▶ **Requirement 1**: In the book reviews, which character did the reviewer play at age nine in a school drama club performance?

What would I do if I were alone, everyone I had ever known having died within days? Where would I go? Although lengthy, The Stand is a rich, layered atmospheric novel enriched with detailed storytelling that made the premise of the world’s end even more daunting.
This book was dark and political. The story begins with a King’s mysterious death. His daughter, our protagonist, Hesina, is to be crowned Queen, but can’t allow her father’s death to go unpunished. She is determined to discover the truth.
I wish there was more magic. The author introduces us to these fearsome mages known as soothsayers but we don’t see much of them in action. I would have been more engaged if there was more information about their abilities and their history. Moreover, the pacing was a little shaky at parts. However, the final third of the book alleviated this. A plethora of secrets are revealed, nobody is as they seem and the twists didn’t disappoint. Overall, the court procedures didn’t interest me much and having little knowledge of Chinese culture, the world-building lost me at times. Nonetheless, the ending hints at an interesting sequel in which I’m eager to discover more of the character’s motivations and agendas.
Thanks to NetGalley and Albert Whitman & Company for the eARC in exchange for an honest review!
As I said in my previous wrap-up, one of my goals for 2019 is to read one classic a month, and February’s didn’t disappoint.
Scout has become one of my favourite characters of all time. She was hilarious. Her sass, her inquisitiveness, her train of thought, it was a joy reading from her perspective. Through her eyes, everyone is equal; men, women, black, white, the disabled, children; why are some subjugated while others aren’t? Why must she conform to the conventional ‘ladylike’ ways? It was fascinating to watch her understanding of the world around her grow. Furthermore, the plot is easy to follow and embellished with lyrical writing without being over-abundant with figurative language. It was a comforting read while also dealing with poignant issues. Lee doesn’t sugar-coat any of the issues she lays out in front of us. Her message is loud and clear.
The trial was the most poignant part of the novel, but much of To Kill A Mockingbird is about Scout and Jem’s antics and life in Maycomb. Lee created an idyllic town with charming neighbours while simultaneously illustrating the prominent racism and prejudice that is threaded throughout day-to-day life. The children’s curiosity encapsulates how nonsensical this prejudice and mistreatment of certain groups of society really is. Overall, this was an immensely comforting read which honestly captures childhood and is very much still relevant today. If you haven’t read it, you should.
This was incredible. I was so captivated by the layers of deception which run deep in this novel. It is one clever story and I was completely invested into the lives of the seven thespians at Dellecher Classical Conservatory, an elite arts college. It was atmospheric, whimsical and indomitably emotional, this book was astounding.
If We Were Villains is rife with Shakespeare quotes and references, the students dedicating their lives to his works. So much so, the young thespians integrate Shakespeare quotes into their everyday speech. Even they admit to this being pretentious, but their Bardolatry made the story all the more theatrical and authentic. I couldn’t help but feel a spark of nostalgia to nine-year-old me starring as Hermia in our school’s drama club performance, my own first real introduction to Shakespeare’s works. Inevitable memories of vigorously studying Macbeth in secondary school also came to mind upon reading their dark performance. Overall, this book has rekindled my adoration for Shakespeare.

▶ **Given records**:

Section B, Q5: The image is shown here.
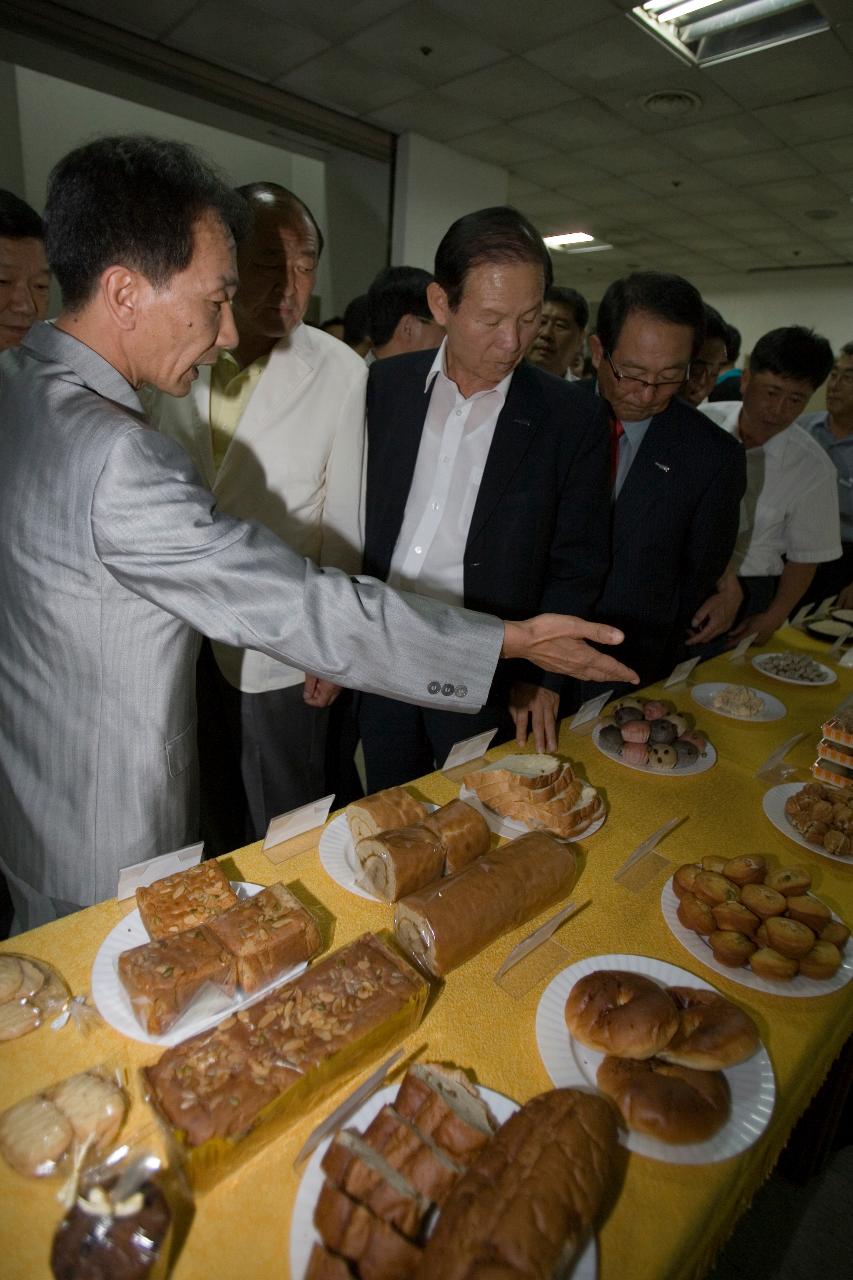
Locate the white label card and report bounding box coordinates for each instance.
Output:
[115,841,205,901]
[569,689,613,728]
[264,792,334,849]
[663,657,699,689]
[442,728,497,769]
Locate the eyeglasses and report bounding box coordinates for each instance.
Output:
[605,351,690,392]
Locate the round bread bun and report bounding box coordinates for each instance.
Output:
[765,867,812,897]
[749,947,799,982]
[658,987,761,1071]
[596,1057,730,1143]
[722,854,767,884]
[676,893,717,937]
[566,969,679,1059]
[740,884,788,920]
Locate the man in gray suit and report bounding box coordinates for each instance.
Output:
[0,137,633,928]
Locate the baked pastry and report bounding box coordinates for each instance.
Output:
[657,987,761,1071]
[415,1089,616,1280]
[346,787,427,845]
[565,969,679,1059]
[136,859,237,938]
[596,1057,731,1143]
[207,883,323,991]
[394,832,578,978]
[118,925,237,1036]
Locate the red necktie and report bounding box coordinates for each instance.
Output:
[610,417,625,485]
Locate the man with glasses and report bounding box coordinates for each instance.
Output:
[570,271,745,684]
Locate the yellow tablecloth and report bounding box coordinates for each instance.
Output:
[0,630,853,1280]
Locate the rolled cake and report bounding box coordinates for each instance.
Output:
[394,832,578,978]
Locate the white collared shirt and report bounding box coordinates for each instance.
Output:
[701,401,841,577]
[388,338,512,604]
==
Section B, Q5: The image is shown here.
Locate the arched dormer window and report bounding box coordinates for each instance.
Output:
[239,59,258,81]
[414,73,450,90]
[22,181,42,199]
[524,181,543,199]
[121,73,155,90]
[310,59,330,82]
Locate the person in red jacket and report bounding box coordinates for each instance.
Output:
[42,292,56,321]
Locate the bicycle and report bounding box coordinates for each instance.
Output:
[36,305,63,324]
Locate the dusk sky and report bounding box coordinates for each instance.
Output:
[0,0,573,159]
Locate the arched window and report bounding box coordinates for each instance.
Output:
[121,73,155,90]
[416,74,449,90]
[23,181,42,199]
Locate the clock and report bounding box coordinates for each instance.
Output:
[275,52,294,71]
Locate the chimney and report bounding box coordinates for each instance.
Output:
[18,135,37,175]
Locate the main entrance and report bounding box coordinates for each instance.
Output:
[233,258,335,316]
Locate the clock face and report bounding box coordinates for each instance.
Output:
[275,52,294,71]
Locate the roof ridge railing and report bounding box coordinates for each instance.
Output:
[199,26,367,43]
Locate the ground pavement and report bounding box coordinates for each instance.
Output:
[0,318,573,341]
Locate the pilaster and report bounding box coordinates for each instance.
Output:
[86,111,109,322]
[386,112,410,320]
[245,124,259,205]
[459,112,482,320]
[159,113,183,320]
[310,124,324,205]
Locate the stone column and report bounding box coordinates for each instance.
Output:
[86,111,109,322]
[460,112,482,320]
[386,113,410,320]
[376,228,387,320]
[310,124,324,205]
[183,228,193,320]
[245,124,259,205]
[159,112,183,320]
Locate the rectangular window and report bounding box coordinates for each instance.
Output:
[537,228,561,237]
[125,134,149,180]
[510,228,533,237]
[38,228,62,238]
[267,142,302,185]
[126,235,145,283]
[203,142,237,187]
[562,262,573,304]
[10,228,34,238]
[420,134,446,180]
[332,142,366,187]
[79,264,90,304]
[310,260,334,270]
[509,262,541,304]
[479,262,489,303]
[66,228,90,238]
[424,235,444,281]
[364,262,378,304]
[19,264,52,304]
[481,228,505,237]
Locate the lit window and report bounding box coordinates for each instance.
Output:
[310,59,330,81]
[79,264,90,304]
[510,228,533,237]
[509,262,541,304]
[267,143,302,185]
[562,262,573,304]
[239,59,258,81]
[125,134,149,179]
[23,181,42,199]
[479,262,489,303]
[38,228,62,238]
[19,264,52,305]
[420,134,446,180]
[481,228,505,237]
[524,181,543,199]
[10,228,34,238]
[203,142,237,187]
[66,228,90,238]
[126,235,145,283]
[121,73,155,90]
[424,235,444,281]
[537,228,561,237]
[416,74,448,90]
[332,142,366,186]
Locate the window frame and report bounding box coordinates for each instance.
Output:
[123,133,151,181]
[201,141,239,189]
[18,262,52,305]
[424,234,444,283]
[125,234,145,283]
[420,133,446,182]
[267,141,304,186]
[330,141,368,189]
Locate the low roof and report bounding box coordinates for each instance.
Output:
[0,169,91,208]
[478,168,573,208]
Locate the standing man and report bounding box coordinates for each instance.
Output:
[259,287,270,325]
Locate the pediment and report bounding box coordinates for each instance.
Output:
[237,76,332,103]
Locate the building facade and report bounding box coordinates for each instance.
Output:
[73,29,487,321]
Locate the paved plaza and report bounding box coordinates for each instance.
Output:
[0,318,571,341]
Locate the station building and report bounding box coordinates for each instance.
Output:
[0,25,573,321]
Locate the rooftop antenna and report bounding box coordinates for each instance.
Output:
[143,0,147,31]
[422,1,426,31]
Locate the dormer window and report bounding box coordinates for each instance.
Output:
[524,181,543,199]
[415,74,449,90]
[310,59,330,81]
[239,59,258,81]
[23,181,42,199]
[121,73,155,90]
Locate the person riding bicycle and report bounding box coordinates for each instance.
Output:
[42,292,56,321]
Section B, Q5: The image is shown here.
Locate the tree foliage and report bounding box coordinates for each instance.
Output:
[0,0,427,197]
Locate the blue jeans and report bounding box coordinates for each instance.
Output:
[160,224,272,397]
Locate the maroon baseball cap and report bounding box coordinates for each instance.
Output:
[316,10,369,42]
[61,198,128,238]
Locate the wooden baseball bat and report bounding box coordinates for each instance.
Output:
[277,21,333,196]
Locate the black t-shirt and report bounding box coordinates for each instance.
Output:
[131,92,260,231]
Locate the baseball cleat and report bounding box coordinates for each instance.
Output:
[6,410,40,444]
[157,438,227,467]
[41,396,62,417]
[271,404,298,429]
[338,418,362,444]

▶ **Requirement 2**: Quote the lines of the listing word for word, starting at the line containing "Locate the low" and ending at the line containing "[422,1,426,31]", with both of those lines included.

▶ **Correct answer 1**: Hermia

▶ **Correct answer 2**:
Locate the low roof and report bounding box coordinates for each instance.
Output:
[0,169,91,208]
[478,168,573,208]
Locate the standing man and report bounding box coordinates for each instance.
Output:
[259,287,270,325]
Locate the pediment and report bounding box coordinates for each instance.
Output:
[237,76,332,103]
Locate the building facade and report bounding box coordinates for each instance.
Output:
[73,29,487,321]
Locate the paved plaza and report bounding box coordinates for each instance.
Output:
[0,318,571,341]
Locate the station building and report bounding box coordinates for each instance.
Output:
[0,25,573,321]
Locate the rooftop antenna and report bounding box coordinates for each instance.
Output:
[143,0,147,31]
[422,1,426,31]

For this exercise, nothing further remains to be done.